◆ EXERCISE INSTRUCTIONS: Reproduce exactly the final portion of the data: every line from the one containing "to the house" through the last line, inclusive.

◆ STORED ROWS:
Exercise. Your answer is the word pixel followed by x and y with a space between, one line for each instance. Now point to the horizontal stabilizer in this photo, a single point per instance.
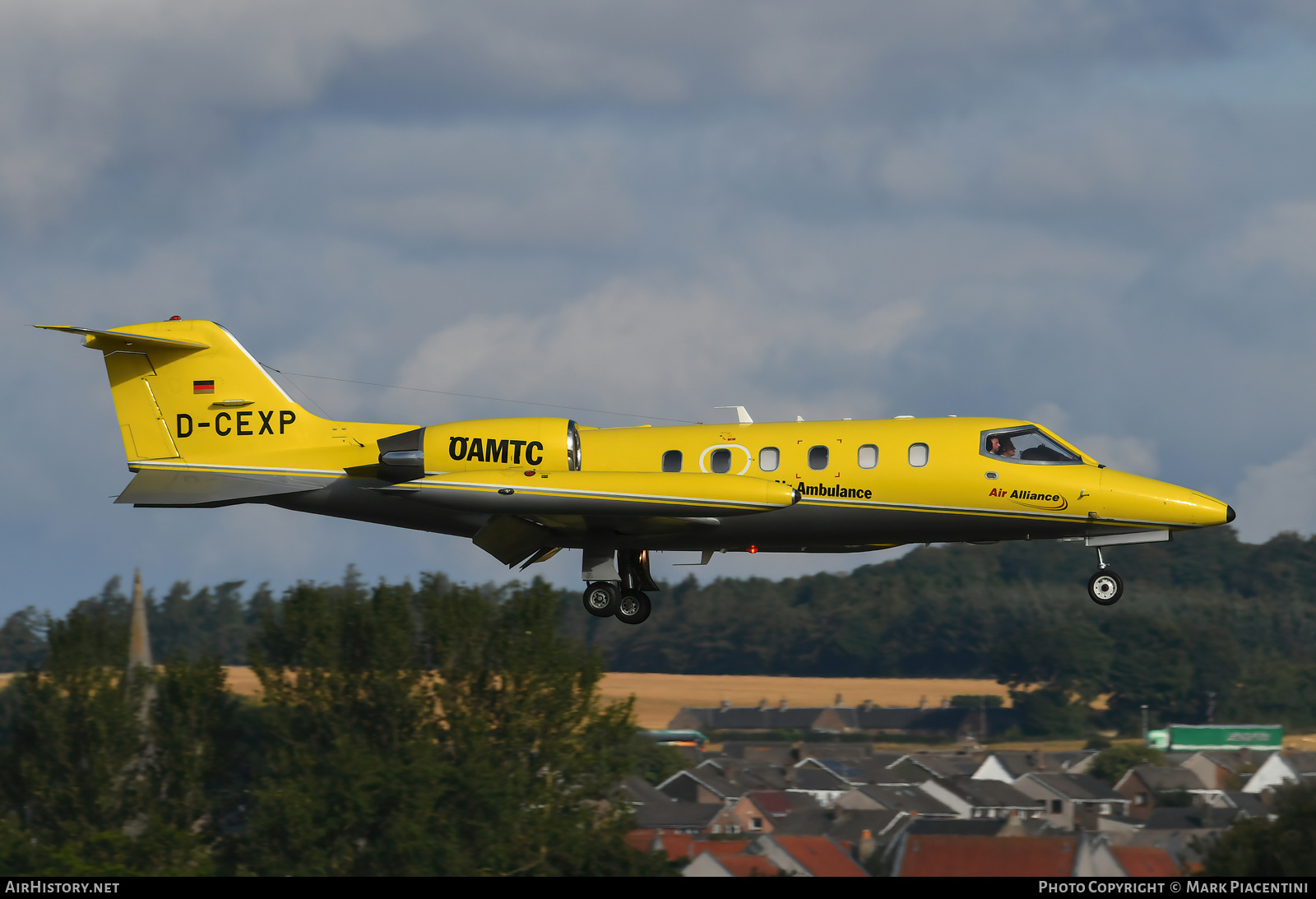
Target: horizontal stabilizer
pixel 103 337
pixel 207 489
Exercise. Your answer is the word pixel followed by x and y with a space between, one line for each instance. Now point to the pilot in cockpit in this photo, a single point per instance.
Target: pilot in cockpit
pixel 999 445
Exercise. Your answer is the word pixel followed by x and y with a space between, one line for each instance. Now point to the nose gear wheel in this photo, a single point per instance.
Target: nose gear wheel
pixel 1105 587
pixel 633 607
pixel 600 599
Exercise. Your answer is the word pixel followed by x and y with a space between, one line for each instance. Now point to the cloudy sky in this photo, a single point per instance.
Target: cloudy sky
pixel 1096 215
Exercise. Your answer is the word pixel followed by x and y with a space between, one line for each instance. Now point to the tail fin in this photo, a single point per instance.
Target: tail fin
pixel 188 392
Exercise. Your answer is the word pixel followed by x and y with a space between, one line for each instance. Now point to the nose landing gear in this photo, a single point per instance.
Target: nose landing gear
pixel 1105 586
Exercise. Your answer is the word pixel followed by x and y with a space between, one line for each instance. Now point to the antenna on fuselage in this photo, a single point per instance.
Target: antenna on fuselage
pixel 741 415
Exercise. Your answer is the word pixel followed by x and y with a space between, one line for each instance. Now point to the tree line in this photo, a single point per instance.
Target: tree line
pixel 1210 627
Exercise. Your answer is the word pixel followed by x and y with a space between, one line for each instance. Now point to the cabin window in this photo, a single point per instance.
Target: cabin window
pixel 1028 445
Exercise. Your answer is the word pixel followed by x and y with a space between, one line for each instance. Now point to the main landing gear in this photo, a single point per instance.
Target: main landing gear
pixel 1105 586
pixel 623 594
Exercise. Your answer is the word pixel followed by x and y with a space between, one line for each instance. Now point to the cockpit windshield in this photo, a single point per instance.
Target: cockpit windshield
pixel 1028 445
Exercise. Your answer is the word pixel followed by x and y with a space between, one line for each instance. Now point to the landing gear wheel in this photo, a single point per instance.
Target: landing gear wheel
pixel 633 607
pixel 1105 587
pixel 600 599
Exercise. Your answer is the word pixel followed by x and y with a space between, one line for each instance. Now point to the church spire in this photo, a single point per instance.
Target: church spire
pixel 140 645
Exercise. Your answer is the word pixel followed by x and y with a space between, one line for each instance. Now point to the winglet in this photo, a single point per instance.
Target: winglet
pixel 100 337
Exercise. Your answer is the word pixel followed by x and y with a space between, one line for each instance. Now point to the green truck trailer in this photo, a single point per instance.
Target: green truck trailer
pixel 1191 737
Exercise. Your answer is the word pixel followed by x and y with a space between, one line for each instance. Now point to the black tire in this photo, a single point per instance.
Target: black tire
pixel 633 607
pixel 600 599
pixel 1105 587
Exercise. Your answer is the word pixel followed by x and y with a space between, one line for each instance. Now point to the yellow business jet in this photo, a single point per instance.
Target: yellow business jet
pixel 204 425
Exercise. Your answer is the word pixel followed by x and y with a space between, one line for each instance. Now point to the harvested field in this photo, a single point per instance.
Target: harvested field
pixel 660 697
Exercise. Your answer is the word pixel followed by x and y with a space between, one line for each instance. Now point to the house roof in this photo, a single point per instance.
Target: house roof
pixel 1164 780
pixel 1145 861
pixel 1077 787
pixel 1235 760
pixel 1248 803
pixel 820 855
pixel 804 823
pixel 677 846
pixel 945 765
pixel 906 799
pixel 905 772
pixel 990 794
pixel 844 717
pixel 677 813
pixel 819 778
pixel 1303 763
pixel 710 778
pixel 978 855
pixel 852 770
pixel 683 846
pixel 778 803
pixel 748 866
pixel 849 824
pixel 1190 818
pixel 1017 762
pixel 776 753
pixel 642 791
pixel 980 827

◆ EXERCISE SOLUTION:
Exercise. Your answer is the word pixel followed by x and y with a space between, one line for each instance. Now point to the house roof in this photo, a single point per instance.
Target: house roof
pixel 1164 780
pixel 1145 861
pixel 1077 787
pixel 1235 760
pixel 1248 803
pixel 820 855
pixel 804 823
pixel 677 846
pixel 945 765
pixel 906 799
pixel 905 772
pixel 990 794
pixel 844 717
pixel 677 813
pixel 819 778
pixel 1303 763
pixel 710 778
pixel 978 855
pixel 852 770
pixel 683 846
pixel 778 803
pixel 748 866
pixel 849 824
pixel 1190 818
pixel 1017 762
pixel 776 753
pixel 642 791
pixel 980 827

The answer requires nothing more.